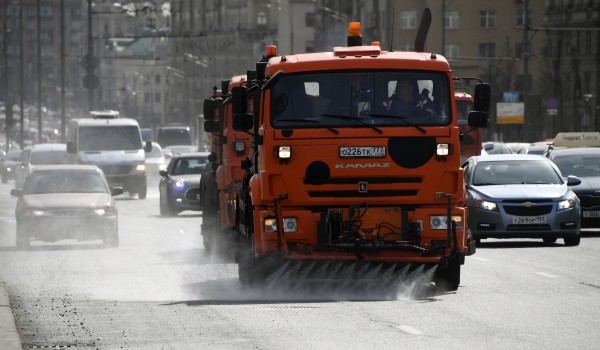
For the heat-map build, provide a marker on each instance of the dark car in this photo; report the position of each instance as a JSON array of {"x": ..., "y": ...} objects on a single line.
[
  {"x": 583, "y": 162},
  {"x": 521, "y": 196},
  {"x": 66, "y": 201},
  {"x": 9, "y": 164},
  {"x": 179, "y": 185}
]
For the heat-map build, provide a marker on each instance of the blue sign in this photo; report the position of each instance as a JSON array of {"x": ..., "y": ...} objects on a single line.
[{"x": 510, "y": 96}]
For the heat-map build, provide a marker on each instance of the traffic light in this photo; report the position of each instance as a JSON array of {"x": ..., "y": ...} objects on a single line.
[{"x": 89, "y": 64}]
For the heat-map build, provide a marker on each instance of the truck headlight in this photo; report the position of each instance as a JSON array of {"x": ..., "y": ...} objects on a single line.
[
  {"x": 440, "y": 222},
  {"x": 289, "y": 225},
  {"x": 284, "y": 152},
  {"x": 36, "y": 212}
]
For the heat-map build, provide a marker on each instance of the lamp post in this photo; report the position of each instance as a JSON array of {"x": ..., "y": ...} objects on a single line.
[{"x": 146, "y": 81}]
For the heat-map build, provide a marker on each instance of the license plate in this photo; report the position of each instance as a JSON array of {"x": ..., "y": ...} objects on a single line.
[
  {"x": 528, "y": 220},
  {"x": 362, "y": 152}
]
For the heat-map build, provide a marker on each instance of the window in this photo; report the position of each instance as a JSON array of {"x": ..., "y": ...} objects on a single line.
[
  {"x": 520, "y": 16},
  {"x": 408, "y": 20},
  {"x": 487, "y": 19},
  {"x": 261, "y": 19},
  {"x": 407, "y": 47},
  {"x": 310, "y": 46},
  {"x": 452, "y": 51},
  {"x": 487, "y": 50},
  {"x": 310, "y": 19},
  {"x": 452, "y": 20}
]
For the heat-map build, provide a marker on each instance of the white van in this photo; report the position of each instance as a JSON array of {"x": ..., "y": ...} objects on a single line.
[{"x": 113, "y": 144}]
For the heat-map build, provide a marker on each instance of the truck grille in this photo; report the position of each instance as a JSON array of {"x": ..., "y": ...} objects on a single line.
[{"x": 116, "y": 169}]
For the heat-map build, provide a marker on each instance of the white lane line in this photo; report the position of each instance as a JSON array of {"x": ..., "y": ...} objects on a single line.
[
  {"x": 409, "y": 330},
  {"x": 476, "y": 258},
  {"x": 545, "y": 274}
]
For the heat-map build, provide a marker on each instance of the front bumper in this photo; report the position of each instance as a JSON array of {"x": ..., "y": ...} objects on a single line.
[
  {"x": 186, "y": 199},
  {"x": 52, "y": 228}
]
◆ ◆ ◆ ◆
PROBLEM TO SOLVE: Set down the entries above exactly; no pictures belong in the copy.

EXERCISE RESPONSE:
For the heat-map build, provide a marker on each instance of the dark car in this photo; report the position of each instance as a JSON array of {"x": ..., "y": ...} objects on a single line.
[
  {"x": 583, "y": 162},
  {"x": 521, "y": 196},
  {"x": 66, "y": 201},
  {"x": 9, "y": 164},
  {"x": 179, "y": 185}
]
For the heat-map build, provide a marker on each instance of the blue sign in this photo; report the position of each instance as a JSON array of {"x": ..., "y": ...} objects on a single line.
[{"x": 510, "y": 96}]
For the heat-map build, provide a marker on each instance of the traffic light in this photo; report the position of each instance as a JSON array of {"x": ..., "y": ...} objects on a single line.
[{"x": 89, "y": 64}]
For the heat-map build, provide a marker on each instance of the truck headlight in this photo; report the position of each instance as a JSON array of {"x": ..., "y": ...} objects on a single line.
[
  {"x": 440, "y": 222},
  {"x": 289, "y": 225},
  {"x": 284, "y": 152},
  {"x": 36, "y": 212}
]
For the heat-map build, provide a marker on each instance of the lamp post in this photo; report the position of each instance as a JSON array of {"x": ..., "y": ...} objects on a single line.
[{"x": 146, "y": 81}]
For the heat-map build, provide a marker on each instance of the license plate in this photo; report the position of each instance as a JSON array of {"x": ..., "y": ...} objects on a single line.
[
  {"x": 528, "y": 220},
  {"x": 362, "y": 152}
]
For the heat-map build, provide a marker on each instance of the window in this photo; report the position of each instance as a JSON array of {"x": ..., "y": ...} objects on a single line.
[
  {"x": 520, "y": 16},
  {"x": 408, "y": 20},
  {"x": 487, "y": 19},
  {"x": 261, "y": 19},
  {"x": 407, "y": 47},
  {"x": 310, "y": 46},
  {"x": 452, "y": 51},
  {"x": 487, "y": 50},
  {"x": 310, "y": 19},
  {"x": 452, "y": 20}
]
For the heat-map build, provide a marker on each instance of the white van in this photo; report the position of each instance as a JSON array of {"x": ..., "y": ...} objects on a single line.
[{"x": 113, "y": 144}]
For the heat-map build, provide a marker on each instance of the truck grille in this photo; report the position of each instance as a JSON array of {"x": ..., "y": ...} objects on a single line.
[{"x": 116, "y": 169}]
For the heat-map build, provide a marker on each instance of the white lane line in this photo; report the position of each instance as a JSON array of {"x": ..., "y": ...} objects on a single line.
[
  {"x": 409, "y": 330},
  {"x": 476, "y": 258},
  {"x": 545, "y": 274}
]
For the heat-map build, provide a marker on each instance of the front bumper in this photo; report the position of each instance as a JSON array of {"x": ..., "y": ...} objects on a single line.
[
  {"x": 186, "y": 199},
  {"x": 52, "y": 228}
]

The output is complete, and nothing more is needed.